→ **WORK TASK**
Transcribe exactly the span of lines that begins the records and ends with the line holding "on the potato", both boundary lines included.

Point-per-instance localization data
++++++++++++++++++++

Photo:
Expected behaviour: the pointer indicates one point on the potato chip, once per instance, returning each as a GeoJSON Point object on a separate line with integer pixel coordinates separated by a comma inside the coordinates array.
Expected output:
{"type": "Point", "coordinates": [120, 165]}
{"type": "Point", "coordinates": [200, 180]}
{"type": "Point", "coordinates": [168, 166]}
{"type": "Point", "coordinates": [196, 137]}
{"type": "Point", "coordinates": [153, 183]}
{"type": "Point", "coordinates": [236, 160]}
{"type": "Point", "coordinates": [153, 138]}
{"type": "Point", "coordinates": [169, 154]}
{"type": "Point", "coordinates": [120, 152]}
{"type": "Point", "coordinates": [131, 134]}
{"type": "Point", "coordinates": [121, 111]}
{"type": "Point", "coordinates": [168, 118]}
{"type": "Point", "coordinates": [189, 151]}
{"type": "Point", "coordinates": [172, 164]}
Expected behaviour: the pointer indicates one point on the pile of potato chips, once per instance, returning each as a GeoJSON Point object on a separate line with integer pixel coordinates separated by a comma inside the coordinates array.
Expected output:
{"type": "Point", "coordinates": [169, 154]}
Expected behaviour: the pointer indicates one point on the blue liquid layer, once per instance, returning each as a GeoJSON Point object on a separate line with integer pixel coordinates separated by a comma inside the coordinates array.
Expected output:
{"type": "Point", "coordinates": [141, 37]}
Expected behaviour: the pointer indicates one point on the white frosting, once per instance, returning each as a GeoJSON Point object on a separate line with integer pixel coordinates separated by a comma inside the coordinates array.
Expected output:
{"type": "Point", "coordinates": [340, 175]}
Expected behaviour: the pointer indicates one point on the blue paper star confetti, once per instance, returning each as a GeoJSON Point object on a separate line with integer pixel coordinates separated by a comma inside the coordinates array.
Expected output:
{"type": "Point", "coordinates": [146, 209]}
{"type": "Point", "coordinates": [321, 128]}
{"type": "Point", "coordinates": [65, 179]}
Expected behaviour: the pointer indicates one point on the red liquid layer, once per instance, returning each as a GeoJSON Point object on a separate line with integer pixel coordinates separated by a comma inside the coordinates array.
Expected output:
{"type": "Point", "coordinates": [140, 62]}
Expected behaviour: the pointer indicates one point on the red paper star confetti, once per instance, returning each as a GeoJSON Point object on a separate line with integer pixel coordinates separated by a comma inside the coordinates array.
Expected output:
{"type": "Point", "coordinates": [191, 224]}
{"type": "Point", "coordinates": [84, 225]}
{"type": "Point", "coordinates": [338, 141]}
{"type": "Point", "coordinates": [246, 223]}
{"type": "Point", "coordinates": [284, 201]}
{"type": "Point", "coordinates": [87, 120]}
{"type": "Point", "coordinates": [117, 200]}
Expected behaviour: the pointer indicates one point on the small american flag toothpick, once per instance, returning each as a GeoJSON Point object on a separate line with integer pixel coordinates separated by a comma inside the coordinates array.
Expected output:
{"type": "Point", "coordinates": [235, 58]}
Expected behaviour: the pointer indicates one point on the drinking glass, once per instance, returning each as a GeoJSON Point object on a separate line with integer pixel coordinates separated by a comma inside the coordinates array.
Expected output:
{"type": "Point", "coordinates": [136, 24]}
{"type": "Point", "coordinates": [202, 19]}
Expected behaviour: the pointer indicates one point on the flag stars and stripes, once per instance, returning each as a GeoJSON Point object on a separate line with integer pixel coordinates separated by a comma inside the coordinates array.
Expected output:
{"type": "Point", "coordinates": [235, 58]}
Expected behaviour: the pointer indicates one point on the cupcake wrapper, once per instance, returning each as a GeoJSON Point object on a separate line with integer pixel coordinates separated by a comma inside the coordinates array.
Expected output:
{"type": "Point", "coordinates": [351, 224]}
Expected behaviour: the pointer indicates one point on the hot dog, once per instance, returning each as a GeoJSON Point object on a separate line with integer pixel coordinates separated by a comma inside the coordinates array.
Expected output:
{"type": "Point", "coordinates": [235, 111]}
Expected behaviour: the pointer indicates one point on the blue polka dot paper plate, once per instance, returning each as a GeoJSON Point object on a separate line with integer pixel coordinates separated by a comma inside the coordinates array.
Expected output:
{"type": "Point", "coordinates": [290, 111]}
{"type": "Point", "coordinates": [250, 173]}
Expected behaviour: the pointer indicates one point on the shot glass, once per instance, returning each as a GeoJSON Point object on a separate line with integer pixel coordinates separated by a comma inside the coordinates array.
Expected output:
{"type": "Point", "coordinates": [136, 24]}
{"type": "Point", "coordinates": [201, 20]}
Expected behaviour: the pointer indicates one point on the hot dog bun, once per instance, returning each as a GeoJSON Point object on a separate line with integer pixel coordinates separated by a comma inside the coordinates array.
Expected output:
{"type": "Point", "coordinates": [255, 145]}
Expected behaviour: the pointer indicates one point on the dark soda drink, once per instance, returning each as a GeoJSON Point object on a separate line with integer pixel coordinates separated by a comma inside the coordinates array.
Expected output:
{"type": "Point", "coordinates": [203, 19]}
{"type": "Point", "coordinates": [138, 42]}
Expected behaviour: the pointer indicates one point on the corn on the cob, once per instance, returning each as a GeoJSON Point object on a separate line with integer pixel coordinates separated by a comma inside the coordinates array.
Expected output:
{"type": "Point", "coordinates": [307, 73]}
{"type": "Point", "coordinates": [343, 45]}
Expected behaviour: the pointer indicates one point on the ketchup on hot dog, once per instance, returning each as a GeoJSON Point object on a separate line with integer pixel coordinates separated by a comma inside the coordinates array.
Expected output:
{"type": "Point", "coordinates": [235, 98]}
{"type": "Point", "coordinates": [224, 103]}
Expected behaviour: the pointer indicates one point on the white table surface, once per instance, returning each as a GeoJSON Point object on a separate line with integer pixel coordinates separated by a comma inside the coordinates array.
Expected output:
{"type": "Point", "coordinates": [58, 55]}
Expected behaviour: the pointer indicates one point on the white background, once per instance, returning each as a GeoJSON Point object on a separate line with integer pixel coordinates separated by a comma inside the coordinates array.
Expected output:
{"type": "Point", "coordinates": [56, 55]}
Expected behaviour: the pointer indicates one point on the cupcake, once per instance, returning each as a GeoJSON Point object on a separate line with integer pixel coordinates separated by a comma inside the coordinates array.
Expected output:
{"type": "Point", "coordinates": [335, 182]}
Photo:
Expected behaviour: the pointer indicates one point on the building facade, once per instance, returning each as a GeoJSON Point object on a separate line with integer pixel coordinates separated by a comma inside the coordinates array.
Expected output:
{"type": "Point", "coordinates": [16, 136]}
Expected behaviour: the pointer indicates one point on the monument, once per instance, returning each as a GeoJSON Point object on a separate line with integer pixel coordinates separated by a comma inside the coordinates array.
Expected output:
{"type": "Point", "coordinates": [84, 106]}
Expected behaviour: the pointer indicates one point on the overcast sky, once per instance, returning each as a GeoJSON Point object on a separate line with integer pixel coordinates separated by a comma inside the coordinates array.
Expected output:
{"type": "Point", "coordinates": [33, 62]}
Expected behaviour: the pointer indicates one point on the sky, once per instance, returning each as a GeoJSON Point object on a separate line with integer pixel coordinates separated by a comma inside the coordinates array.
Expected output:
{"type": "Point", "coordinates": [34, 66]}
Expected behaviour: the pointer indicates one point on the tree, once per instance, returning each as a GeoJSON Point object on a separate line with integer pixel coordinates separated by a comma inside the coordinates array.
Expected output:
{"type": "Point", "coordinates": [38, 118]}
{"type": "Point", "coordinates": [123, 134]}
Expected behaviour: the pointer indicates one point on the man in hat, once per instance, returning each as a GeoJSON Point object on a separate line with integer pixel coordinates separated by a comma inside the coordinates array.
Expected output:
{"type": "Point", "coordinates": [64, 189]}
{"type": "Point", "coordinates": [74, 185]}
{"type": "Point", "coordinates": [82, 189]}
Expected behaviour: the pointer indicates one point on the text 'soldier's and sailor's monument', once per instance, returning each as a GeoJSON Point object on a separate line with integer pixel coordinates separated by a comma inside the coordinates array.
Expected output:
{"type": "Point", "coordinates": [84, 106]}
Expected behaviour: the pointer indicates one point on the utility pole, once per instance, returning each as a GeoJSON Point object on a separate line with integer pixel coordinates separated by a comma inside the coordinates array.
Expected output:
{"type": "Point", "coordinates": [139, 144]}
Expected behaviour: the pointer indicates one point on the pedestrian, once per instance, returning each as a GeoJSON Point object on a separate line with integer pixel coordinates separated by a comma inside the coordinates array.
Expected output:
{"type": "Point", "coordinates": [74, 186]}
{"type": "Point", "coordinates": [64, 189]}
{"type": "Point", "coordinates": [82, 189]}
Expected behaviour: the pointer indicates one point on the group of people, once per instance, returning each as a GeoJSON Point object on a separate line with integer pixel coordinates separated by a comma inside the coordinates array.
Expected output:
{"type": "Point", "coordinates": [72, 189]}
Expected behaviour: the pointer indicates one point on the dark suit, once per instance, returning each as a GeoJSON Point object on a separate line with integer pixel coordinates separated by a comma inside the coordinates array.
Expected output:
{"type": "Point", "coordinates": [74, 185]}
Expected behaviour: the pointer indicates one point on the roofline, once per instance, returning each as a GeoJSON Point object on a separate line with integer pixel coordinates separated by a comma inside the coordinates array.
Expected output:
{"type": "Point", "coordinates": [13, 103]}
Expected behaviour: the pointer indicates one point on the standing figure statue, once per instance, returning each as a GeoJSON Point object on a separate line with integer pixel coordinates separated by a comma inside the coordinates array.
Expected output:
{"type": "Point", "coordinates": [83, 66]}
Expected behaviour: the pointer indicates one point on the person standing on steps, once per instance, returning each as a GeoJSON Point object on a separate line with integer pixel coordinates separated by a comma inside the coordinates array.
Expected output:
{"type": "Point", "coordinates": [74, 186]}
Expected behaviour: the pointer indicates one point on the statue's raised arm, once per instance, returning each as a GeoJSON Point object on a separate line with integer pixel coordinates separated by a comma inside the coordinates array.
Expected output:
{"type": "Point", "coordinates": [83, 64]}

++++++++++++++++++++

→ **SOLUTION TO THIS EXERCISE**
Photo:
Expected behaviour: the pointer indicates one point on the potato chip, once per instance, returning each as a GeoJSON Point object on a separate line with integer pixel coordinates separated by a comma inside the coordinates array.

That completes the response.